## SOURCE
February 1, 2012 Leave a comment
January 31, 2012 1 Comment
Telluride Jan 25, 2012 – Jan 31, 2012
There are really three choices for flying to Telluride; Durango, Montrose, and Telluride airports. There were not any direct flights from Newark to any of these airports at the times I needed them, so I flew into Denver and then connected to Montrose. I chose Montrose because the flights to Telluride were ridiculously expensive and prone to cancellations. Montrose is about and hour and a half from Telluride, versus two and half from Durango to Telluride. I found the airfares into Durango were a little lower but not enough to justify the extra drive. In the end, my flight ran me about $500.
Since we flew into Montrose, I was a little concerned about the cost of the transfer. At the recommendation of our hotel, I contacted Mountain Limo www.mountain-limo.comwho charges $47 for the transfer each way. We only had 4 travelers so I did not look into a group rate. They were prompt and friendly, and the vehicles were clean and in good shape, so we were satisfied. On the way in, we were the only passengers so it was a direct ride to the hotel. On the return they did have to pick up some other travelers so it added some time to the ride, but the scenery was great and we didn’t mind it.

## EXERCISES
1. In the Telluride trip report, how much does Mountain Limo charge for the transfer each way?
2. List the airports that the Telluride trip report names as the choices for flying to Telluride.
3. Copy the Telluride trip report word for word, beginning at the words "Since we flew" and stopping after "didn’t mind it.".

## SUPPLIED RECORDS

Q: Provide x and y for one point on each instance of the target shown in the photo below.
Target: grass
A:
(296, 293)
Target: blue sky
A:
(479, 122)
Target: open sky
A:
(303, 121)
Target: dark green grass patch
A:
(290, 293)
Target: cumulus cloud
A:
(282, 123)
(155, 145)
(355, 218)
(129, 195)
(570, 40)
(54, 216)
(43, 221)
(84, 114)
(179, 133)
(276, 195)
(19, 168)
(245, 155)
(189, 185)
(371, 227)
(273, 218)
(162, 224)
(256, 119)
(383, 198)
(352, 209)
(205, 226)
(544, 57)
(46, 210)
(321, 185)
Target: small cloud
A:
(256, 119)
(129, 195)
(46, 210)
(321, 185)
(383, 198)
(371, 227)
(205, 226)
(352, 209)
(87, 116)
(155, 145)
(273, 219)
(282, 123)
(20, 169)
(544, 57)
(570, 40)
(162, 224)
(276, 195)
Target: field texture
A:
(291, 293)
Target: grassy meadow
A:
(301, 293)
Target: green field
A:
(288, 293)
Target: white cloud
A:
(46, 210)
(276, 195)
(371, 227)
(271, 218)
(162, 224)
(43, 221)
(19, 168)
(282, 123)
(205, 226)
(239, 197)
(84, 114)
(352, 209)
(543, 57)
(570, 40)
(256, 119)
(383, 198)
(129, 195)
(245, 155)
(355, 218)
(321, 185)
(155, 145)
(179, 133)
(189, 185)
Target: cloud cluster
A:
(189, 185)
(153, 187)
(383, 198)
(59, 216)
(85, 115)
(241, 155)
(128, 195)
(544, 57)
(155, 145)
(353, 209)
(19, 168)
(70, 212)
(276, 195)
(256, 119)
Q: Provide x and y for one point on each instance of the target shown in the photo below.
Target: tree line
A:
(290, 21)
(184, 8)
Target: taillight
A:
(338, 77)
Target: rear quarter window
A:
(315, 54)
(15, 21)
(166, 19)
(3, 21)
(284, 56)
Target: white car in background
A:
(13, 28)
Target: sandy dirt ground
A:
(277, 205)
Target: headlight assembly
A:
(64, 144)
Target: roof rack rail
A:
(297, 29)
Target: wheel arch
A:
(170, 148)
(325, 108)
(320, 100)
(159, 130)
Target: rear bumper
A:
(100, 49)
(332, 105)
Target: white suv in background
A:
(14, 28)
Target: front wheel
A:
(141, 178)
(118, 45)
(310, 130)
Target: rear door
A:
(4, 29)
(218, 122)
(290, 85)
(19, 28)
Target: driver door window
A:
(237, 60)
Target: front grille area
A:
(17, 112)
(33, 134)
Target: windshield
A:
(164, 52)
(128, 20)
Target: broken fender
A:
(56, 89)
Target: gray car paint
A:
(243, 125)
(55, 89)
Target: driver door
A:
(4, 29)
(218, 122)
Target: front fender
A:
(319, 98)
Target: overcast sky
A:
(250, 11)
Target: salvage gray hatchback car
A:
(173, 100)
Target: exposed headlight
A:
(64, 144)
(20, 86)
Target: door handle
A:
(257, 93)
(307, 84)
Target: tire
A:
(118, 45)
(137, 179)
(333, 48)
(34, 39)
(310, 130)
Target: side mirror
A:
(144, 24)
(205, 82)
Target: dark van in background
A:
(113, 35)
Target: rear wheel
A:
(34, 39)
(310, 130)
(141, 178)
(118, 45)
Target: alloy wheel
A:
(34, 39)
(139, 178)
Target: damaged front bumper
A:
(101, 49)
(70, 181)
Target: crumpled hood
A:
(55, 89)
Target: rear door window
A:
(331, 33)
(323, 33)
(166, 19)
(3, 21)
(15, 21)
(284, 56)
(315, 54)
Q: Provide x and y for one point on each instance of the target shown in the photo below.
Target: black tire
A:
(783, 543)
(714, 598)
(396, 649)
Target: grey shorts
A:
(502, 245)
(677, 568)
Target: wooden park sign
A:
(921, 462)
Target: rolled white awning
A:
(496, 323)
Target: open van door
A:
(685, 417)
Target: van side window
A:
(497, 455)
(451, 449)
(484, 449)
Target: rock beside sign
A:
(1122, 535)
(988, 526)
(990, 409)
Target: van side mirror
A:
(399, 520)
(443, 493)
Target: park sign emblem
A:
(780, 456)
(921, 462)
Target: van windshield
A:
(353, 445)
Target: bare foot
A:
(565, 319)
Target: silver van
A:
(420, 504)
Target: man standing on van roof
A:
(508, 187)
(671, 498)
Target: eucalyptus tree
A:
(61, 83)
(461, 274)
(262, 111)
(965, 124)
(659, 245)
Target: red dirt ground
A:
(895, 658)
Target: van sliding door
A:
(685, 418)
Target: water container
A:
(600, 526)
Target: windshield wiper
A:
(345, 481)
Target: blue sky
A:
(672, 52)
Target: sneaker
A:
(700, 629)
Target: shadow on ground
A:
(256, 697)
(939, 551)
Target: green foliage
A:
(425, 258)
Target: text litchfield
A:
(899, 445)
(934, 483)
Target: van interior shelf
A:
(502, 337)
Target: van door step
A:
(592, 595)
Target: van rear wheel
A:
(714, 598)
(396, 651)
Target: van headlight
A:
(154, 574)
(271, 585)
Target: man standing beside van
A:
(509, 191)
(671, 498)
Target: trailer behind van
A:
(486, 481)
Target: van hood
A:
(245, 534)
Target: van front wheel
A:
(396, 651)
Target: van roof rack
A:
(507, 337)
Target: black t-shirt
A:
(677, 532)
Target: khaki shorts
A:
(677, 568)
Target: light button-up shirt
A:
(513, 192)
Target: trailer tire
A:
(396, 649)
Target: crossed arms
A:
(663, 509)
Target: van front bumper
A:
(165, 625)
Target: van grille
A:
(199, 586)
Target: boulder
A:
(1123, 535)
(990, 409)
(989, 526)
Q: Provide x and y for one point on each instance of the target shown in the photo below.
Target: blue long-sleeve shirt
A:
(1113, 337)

## TASK-BY-TASK ANSWERS
1. $47

2. Durango, Montrose, Telluride

3.
Since we flew into Montrose, I was a little concerned about the cost of the transfer. At the recommendation of our hotel, I contacted Mountain Limo www.mountain-limo.comwho charges $47 for the transfer each way. We only had 4 travelers so I did not look into a group rate. They were prompt and friendly, and the vehicles were clean and in good shape, so we were satisfied. On the way in, we were the only passengers so it was a direct ride to the hotel. On the return they did have to pick up some other travelers so it added some time to the ride, but the scenery was great and we didn’t mind it.